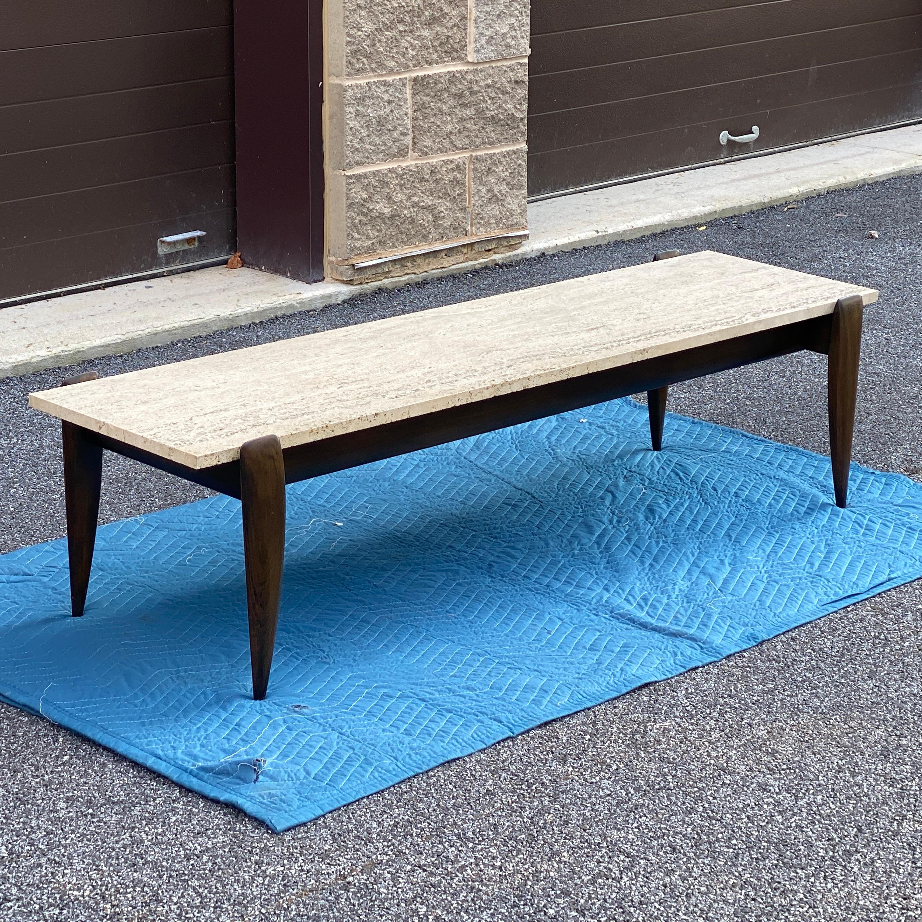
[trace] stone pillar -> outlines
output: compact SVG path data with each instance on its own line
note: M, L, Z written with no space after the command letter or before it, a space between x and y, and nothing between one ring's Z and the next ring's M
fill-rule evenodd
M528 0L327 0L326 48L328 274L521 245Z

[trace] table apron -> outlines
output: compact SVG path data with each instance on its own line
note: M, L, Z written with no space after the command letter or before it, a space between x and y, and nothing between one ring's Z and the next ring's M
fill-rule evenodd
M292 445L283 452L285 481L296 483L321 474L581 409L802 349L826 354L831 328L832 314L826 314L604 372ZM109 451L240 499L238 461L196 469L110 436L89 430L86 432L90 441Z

* * *

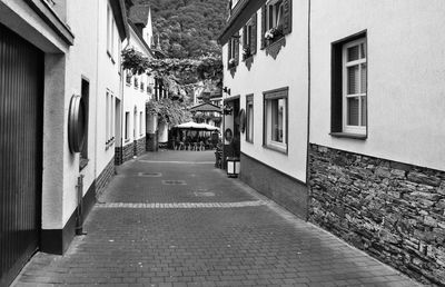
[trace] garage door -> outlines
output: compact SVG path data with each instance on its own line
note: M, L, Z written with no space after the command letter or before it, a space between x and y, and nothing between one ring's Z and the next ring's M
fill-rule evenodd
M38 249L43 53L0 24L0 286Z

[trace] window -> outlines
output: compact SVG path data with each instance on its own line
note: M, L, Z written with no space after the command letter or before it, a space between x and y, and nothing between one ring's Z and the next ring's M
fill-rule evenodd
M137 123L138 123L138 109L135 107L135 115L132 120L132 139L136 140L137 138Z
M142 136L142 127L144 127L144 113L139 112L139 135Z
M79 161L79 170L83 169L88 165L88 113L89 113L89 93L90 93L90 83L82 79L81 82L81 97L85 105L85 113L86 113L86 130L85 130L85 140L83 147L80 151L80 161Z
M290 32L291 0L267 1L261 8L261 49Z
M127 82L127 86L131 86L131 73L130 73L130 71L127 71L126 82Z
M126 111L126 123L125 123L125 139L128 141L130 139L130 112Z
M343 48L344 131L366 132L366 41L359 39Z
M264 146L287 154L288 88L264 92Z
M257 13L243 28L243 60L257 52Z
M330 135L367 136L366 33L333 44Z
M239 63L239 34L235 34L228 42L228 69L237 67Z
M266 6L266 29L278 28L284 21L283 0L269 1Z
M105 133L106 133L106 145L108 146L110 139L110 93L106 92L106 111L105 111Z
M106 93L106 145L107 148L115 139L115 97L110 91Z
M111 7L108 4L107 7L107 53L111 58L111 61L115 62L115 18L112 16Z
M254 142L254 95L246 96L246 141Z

**What the exercise asks**
In the lines from the one with "[trace] window -> outlines" through the one with "M254 142L254 95L246 96L246 141Z", switch "instance" to "object" and give those lines back with nothing else altered.

**Exercise answer**
[trace] window -> outlines
output: compact SVG path data with each object on its own line
note: M, L, Z written with no space after the command letter or before it, a space between x and y, and nothing between one ring's Z and the next ring's M
fill-rule evenodd
M137 123L138 123L138 109L135 107L135 115L132 120L132 139L136 140L137 138Z
M142 136L142 127L144 127L144 113L139 112L139 135Z
M79 161L79 170L83 169L88 165L88 113L89 113L89 93L90 93L90 83L82 79L81 82L81 97L85 105L85 113L86 113L86 130L85 130L85 140L83 147L80 151L80 161Z
M290 32L291 0L267 1L261 8L261 49Z
M127 82L127 86L131 86L131 73L130 73L130 71L127 71L126 82Z
M126 111L126 123L125 123L125 139L128 141L130 139L130 112Z
M343 48L344 131L366 132L366 41L359 39Z
M264 146L287 154L288 88L264 92Z
M257 13L243 28L243 60L257 52Z
M330 135L367 136L366 33L333 44Z
M239 63L239 34L235 34L228 42L228 69L237 67Z
M266 6L266 29L278 28L284 21L283 0L269 1Z
M105 133L106 133L106 145L108 146L110 139L110 93L106 92L106 111L105 111Z
M106 93L106 145L107 148L115 139L115 97L110 91Z
M111 7L108 4L107 7L107 53L111 58L111 61L115 62L115 18L112 16Z
M254 142L254 95L246 96L246 141Z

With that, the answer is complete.